Study text
○ ○ ○

Wednesday, August 19, 2009

Oil Prices Heading Up Again? Car Manufacturers Get Bailout? Affect on Alternate Energy?

Well, you may have noticed that oil prices are going up again (after the nice drop back in October, November, and December of last year)... and, since the Feds (in the U.S.) have given bail-outs to the banks and the automotive manufacturers, they are still pushing the gas-guzzling monsters. Maybe oil prices have to exceed $90/barrel before the screaming and fussing will cause more interest in alternate energy.

Ever since I took classes in alternate energy and solar energy and environmental sciences back in the 1970s (yeah, I'm that old) at the University of Guam and the University of Hawaii Manoa Campus Guam Extension, I've had a continuing fascination with the alternatives to oil and coal and nuclear as energy sources. It's not that these three energy sources don't work... they do... but it's the end-result... what to do with the "left-overs" that is the major concern. With the first two options (oil and coal), these are non-renewable resources (and they also involve some pollution problems from more places than you'd expect).

With nuclear power, the quandry of what to do with the spent fuel, what to do with the depleted uranium or other fissionable products is the major concern. Also, you have issues with security, controls, earthquake and natural hazard/disaster risks in addition to the disposal and storage of the hazardous waste/byproducts.

So... what does that leave us with?

Wind power. Solar power (PV, concentrators, passive designs, etc). Hydro (river) power. Tidal power. Oceanic wave power. Ocean Thermal Energy Conversion (OTEC). Renewables in the form of easily grown, non-food plants (blue-green algae, shrubs, cellulosic alcohol conversion, etc.).

With existing homes and buildings... just replacing incandescent lighting with fluorescent or LED lighting can save a significant amount of money on power bills. Planting appropriate and strategically located shrubbery and vegetation can shield the building from winter winds and summer direct sunlight. Addition of solar-shield tint to windows (and perhaps overhang awnings) can also shield from direct solar heat coming in through those windows. Upgrading and repairing insulation on windows and doors. Adding photovoltaic panels to the energy sources for the structure can also save on power bills. Same with solar concentrator water/air heaters.

New structures should be required to use energy-efficient designs and construction--passive solar heating/cooling tromb walls, thermal mass, clerestory windows (properly positioned), under-floor heating/cooling equipment, architecturally integrated solar PV panels, LED lighting/skylights, proper insulation, and surrounding landscape design. And, maybe some integrated vertical-axis wind power generators (like the ones shown on the Hybrid Boat post I made a few weeks/months ago).

○ ○ ○

[Records from a dataset]

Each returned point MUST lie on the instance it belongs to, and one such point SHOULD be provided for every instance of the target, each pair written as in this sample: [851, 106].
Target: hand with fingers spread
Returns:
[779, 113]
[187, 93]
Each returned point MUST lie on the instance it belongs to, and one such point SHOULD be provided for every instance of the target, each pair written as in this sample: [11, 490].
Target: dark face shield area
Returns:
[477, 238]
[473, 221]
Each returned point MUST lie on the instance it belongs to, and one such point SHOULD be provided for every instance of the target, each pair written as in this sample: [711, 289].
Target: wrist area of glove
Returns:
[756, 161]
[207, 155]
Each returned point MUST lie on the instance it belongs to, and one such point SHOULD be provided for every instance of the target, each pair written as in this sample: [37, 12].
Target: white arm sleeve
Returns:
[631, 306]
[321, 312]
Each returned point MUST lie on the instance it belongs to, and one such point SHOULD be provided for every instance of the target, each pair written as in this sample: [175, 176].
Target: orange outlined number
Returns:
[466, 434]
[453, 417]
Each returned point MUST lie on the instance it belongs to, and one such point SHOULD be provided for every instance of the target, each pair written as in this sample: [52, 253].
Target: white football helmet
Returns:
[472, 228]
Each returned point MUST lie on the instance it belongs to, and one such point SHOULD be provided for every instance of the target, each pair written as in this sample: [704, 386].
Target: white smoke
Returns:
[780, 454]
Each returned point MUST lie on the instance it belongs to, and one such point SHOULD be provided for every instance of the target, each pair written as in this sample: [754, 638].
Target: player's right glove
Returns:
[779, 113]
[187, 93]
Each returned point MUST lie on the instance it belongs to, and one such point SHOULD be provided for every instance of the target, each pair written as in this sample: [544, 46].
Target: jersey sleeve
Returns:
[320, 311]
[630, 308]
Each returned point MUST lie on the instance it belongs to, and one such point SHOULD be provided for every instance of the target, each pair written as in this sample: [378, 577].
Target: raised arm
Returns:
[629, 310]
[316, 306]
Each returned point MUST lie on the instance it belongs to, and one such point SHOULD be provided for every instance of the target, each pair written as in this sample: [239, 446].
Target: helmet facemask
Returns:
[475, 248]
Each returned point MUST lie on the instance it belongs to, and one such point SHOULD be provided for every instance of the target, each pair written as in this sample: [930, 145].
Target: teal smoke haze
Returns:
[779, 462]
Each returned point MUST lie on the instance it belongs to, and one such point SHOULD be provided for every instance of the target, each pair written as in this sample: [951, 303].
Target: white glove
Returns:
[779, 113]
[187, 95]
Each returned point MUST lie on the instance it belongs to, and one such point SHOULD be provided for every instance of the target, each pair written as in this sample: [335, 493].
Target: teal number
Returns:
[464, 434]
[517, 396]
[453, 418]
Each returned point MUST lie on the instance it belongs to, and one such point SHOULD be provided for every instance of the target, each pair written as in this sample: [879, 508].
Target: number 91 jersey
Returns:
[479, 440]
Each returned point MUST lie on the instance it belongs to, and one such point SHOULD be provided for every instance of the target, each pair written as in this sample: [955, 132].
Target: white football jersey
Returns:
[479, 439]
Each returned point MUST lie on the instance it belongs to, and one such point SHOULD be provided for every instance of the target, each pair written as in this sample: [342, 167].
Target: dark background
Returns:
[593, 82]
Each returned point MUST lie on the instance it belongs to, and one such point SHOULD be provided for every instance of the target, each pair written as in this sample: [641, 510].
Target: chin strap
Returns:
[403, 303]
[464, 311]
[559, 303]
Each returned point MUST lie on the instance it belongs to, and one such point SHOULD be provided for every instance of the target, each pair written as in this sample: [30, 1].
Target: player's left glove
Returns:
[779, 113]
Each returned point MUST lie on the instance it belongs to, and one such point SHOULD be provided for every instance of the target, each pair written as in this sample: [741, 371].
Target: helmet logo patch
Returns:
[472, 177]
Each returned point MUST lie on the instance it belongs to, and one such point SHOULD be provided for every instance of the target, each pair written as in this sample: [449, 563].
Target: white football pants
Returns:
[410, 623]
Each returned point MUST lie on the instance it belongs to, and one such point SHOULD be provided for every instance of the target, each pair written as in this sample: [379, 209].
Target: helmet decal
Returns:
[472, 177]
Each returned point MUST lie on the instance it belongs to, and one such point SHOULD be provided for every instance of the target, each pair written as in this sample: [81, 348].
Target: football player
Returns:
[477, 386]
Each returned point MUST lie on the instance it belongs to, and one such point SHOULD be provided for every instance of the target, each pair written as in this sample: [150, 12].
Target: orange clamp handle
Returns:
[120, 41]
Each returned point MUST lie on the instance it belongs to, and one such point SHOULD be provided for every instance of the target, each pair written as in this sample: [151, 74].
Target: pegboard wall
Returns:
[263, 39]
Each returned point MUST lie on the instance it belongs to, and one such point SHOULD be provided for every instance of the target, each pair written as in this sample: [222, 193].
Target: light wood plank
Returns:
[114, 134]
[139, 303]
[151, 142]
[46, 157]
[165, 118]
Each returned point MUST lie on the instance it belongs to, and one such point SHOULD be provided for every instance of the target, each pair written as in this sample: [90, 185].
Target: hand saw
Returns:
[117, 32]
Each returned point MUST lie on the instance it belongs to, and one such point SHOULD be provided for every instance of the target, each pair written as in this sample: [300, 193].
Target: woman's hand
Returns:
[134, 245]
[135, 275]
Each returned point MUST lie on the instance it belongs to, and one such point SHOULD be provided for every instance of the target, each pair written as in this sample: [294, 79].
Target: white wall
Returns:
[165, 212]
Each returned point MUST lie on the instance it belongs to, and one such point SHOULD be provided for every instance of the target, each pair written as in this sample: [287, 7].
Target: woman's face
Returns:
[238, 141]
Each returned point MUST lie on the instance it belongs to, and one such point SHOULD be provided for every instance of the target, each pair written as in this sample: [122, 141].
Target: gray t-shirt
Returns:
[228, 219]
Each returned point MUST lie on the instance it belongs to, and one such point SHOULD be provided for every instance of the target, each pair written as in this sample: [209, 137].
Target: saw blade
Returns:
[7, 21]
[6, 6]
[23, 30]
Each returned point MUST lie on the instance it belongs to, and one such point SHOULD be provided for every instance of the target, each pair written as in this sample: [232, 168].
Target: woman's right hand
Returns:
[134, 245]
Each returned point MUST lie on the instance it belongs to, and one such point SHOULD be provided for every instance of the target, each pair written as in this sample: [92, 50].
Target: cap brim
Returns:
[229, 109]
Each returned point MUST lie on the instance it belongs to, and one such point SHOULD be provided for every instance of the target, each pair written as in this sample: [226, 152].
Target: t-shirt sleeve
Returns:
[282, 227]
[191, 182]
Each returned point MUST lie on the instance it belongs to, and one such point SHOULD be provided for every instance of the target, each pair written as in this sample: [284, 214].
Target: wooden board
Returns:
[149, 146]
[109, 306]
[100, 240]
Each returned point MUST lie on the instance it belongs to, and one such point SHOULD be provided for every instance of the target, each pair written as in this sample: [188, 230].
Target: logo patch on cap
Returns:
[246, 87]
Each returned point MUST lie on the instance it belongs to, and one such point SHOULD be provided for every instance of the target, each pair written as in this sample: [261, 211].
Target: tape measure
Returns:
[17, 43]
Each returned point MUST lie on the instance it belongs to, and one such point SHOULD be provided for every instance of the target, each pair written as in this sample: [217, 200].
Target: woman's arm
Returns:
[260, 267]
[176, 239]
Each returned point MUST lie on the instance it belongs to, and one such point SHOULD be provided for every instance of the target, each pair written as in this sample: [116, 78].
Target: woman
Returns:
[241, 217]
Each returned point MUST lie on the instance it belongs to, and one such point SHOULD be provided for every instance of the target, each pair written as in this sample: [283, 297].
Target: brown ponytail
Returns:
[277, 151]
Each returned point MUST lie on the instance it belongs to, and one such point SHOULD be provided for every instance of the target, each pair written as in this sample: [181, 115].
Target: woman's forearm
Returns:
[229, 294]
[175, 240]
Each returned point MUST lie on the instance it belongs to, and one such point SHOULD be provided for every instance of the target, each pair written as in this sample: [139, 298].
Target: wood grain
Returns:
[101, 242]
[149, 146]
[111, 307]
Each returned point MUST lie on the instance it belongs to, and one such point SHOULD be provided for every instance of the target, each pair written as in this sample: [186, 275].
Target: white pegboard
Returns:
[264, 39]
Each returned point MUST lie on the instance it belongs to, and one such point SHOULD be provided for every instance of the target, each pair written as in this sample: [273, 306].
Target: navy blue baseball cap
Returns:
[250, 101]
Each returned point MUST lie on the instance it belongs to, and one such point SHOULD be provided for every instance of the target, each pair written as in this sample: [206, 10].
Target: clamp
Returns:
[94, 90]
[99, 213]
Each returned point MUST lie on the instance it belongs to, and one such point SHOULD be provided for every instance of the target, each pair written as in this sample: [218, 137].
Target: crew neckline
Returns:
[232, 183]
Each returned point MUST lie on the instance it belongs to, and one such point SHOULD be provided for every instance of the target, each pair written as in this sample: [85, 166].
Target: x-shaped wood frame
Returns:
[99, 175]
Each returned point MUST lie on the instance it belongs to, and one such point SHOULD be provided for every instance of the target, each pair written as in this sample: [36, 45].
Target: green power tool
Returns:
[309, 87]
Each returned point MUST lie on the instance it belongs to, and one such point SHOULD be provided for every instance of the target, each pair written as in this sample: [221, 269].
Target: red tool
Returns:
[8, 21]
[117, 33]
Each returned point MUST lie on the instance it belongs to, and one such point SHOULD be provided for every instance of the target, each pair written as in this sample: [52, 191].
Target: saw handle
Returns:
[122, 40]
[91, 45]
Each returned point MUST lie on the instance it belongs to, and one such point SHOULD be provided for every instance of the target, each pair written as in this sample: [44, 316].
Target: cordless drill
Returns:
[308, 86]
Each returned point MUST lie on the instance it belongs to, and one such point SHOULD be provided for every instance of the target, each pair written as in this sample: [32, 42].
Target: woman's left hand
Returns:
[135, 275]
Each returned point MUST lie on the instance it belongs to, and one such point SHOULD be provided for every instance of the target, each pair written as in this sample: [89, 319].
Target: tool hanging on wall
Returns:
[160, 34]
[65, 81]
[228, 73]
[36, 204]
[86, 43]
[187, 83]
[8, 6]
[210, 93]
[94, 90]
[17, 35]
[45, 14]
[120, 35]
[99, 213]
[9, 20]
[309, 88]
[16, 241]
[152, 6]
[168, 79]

○ ○ ○

Task directions
Continue the blog post on oil prices and alternative energy from the point where it stops.

Response area
And, this is just the beginning. We need to rethink our views on automobiles and commuting. Why, in the age of the Internet, do we have to commute even 20 miles (let alone 50-80 miles) to a job? If we already do teleconferencing from a meeting room equipped with Skype or WebEx or Polycom with folks in other states (as well as other countries half a world away), why can't we do it from a home office (or local office within a mile or so from our home)? This not only ends traffic congestion, but it gives us less stress and allows us to be more productive. We need to get back to the concept of working in our own town ... In my town, a fellow has set up a "Virtual Office" where for a minimal fee teleworkers can set up their laptops and either work in an enclosed office (with a door) or in a communal area. The "Virtual Office" provides free WiFi, Coffee, sometimes donuts (!), and a pleasant place to work where we don't have to drive far to get there.

This should be the new paradigm of work. We can produce the same if not more valuable product without having to eat up oil resources and automotive time/equipment to do it.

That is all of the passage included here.